Request:
Locate every line in the rows that contains the string "bushy", matching case exactly, and copy each of those lines in full.

Data excerpts:
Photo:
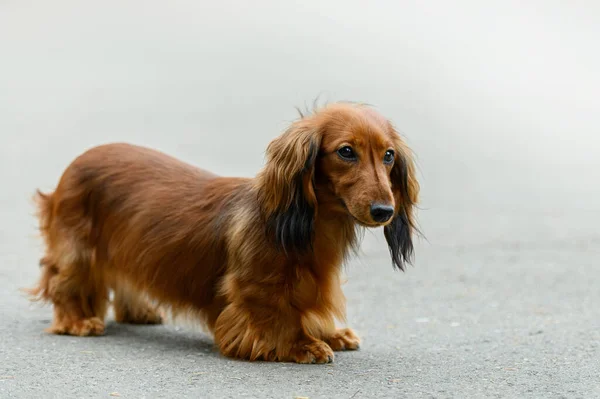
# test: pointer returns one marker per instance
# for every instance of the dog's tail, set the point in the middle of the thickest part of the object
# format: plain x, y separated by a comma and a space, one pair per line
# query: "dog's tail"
45, 206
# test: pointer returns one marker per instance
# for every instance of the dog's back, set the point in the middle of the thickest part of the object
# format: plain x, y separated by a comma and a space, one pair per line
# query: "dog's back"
123, 217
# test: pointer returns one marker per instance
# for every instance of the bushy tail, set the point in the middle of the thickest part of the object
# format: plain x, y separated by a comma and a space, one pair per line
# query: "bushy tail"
45, 204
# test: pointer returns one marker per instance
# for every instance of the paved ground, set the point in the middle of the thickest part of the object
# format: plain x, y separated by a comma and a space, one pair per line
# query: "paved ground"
503, 300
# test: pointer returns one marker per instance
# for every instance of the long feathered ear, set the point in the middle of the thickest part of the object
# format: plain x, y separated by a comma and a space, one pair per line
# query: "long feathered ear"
286, 189
400, 231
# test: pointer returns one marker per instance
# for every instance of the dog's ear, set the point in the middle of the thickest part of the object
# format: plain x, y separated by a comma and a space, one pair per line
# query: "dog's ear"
286, 188
405, 187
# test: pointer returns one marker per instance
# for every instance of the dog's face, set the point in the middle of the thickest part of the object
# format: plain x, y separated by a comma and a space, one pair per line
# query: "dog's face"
356, 158
344, 158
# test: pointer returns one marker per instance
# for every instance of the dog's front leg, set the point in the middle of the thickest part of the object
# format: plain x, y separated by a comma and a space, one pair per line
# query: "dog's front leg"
343, 339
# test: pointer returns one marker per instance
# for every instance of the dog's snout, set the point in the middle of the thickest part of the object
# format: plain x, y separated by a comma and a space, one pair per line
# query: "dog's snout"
381, 213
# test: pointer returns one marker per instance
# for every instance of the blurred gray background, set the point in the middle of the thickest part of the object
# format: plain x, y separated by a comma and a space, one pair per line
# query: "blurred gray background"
498, 99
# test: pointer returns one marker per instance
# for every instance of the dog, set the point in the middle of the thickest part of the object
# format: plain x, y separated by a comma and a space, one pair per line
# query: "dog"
255, 260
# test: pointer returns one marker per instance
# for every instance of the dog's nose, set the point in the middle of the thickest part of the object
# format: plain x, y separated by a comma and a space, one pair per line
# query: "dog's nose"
381, 213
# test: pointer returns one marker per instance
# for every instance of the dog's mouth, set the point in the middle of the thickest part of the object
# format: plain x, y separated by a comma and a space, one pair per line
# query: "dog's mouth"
357, 220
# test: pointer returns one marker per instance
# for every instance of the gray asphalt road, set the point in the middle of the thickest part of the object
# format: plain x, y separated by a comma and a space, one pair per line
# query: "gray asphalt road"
498, 101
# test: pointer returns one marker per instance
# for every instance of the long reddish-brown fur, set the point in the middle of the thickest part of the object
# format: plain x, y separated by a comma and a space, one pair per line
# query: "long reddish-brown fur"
258, 260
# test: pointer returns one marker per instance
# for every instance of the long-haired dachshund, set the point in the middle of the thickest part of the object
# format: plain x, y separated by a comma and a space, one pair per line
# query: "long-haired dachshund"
257, 260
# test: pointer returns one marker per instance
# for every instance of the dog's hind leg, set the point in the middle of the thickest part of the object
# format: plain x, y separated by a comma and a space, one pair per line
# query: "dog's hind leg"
69, 277
131, 307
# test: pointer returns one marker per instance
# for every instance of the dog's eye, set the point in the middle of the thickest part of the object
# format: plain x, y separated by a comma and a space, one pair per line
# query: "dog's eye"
388, 158
347, 153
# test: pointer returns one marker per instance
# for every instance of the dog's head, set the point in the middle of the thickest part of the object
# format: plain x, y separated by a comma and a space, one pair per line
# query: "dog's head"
345, 159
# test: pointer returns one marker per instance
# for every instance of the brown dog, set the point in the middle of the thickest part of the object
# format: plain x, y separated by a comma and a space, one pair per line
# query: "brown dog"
257, 260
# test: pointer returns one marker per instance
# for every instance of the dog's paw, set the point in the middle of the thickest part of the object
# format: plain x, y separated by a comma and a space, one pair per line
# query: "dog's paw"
344, 339
82, 328
314, 352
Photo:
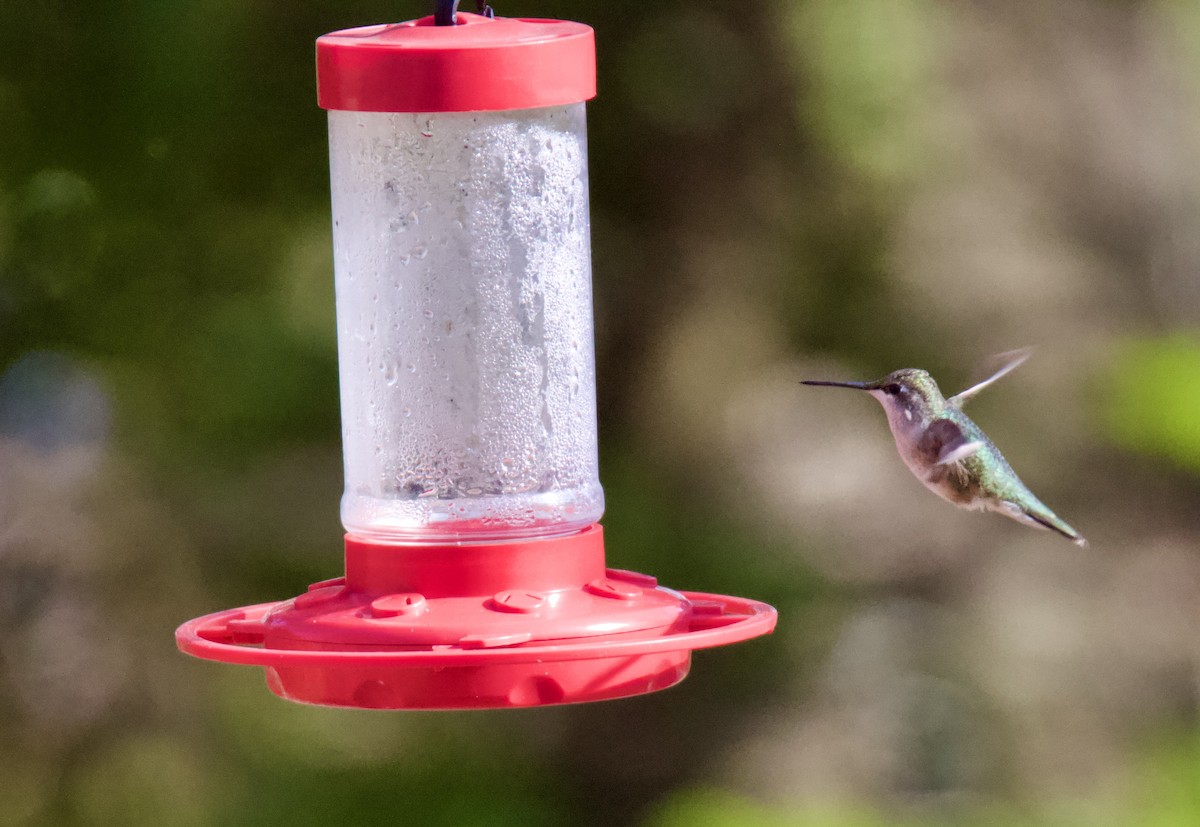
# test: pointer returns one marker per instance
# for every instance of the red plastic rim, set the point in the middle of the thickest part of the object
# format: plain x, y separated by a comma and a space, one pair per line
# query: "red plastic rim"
475, 625
717, 621
481, 64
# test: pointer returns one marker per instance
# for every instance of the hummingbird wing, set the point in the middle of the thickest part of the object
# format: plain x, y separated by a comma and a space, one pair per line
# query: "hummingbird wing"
945, 442
1011, 360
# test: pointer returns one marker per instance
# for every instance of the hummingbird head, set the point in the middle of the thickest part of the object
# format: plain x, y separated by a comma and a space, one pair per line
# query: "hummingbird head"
910, 396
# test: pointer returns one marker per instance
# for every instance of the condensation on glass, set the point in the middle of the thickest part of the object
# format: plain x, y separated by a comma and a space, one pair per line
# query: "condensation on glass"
463, 275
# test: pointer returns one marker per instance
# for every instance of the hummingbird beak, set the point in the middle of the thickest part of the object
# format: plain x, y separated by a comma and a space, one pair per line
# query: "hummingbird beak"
856, 385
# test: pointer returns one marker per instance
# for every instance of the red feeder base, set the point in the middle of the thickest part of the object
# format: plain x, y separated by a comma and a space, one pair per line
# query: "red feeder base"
489, 625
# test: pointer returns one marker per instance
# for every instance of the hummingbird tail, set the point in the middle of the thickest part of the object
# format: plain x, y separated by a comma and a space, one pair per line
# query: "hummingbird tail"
1056, 525
1039, 516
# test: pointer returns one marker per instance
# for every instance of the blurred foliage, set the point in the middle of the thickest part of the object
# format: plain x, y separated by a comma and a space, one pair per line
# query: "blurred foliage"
1153, 399
817, 189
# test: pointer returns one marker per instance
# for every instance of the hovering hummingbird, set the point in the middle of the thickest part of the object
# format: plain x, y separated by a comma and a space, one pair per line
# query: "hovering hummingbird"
949, 453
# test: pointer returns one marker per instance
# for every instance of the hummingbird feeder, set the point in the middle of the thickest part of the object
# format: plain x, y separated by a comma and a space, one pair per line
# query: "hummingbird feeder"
474, 562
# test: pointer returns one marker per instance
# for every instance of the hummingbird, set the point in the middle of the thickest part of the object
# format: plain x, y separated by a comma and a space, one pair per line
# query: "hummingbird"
949, 453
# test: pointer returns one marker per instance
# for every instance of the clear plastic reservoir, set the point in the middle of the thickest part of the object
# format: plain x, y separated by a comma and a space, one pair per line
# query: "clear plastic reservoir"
463, 275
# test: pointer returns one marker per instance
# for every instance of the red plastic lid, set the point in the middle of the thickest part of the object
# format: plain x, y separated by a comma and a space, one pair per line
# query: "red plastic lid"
480, 64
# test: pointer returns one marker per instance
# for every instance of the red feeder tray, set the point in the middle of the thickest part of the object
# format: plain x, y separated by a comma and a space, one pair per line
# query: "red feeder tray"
460, 627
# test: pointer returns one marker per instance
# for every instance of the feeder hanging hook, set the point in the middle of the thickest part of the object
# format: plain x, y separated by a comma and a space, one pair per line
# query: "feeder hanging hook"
444, 12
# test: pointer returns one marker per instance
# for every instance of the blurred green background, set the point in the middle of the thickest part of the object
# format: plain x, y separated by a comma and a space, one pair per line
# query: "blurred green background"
825, 189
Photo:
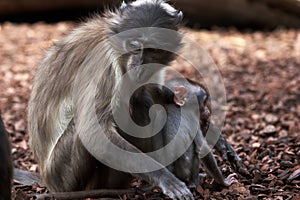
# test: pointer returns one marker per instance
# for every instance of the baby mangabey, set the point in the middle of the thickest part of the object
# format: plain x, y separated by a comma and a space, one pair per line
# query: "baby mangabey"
5, 164
186, 167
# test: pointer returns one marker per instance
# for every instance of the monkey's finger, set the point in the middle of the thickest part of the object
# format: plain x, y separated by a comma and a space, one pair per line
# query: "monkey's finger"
180, 91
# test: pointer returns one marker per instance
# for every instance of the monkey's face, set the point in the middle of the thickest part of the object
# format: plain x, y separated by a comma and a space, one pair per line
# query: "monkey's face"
148, 33
143, 62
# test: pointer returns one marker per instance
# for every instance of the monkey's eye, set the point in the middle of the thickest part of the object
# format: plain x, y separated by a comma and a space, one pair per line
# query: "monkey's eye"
134, 46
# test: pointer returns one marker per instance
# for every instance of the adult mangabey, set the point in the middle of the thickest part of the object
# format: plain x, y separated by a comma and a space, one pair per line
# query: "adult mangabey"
68, 139
185, 167
5, 164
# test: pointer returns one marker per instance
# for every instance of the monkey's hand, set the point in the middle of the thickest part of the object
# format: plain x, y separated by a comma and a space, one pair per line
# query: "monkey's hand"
231, 178
180, 94
174, 188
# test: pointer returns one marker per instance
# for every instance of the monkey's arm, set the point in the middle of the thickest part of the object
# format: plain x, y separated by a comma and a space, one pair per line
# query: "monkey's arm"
225, 149
103, 141
27, 177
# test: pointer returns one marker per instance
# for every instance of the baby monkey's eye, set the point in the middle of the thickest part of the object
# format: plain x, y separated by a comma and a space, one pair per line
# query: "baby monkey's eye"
134, 46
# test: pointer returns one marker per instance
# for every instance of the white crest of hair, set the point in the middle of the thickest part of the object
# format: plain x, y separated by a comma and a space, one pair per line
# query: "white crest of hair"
167, 7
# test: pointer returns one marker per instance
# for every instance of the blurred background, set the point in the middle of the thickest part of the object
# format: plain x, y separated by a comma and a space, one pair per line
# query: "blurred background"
254, 43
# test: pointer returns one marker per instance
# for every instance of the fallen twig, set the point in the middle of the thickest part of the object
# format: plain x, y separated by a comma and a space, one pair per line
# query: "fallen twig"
85, 194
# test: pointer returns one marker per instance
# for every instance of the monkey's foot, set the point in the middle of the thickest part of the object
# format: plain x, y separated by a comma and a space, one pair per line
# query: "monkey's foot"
176, 189
225, 149
180, 94
230, 179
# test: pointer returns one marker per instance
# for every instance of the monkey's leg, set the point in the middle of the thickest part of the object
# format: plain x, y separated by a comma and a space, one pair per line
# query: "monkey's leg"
170, 185
225, 149
209, 162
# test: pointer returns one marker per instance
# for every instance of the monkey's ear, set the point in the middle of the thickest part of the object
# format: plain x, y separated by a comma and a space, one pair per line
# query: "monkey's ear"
179, 17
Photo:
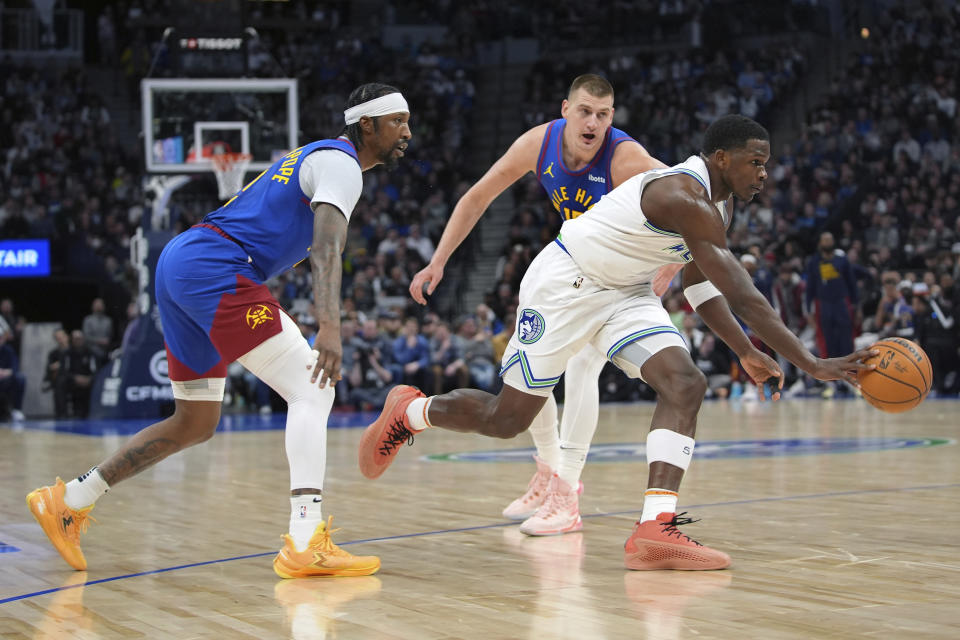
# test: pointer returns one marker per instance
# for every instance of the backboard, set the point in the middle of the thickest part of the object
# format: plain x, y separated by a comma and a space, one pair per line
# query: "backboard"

Result for this exercise:
# for every instance of the bushy tail, set the point in the middle of the thickest part of the object
# query: "bushy tail"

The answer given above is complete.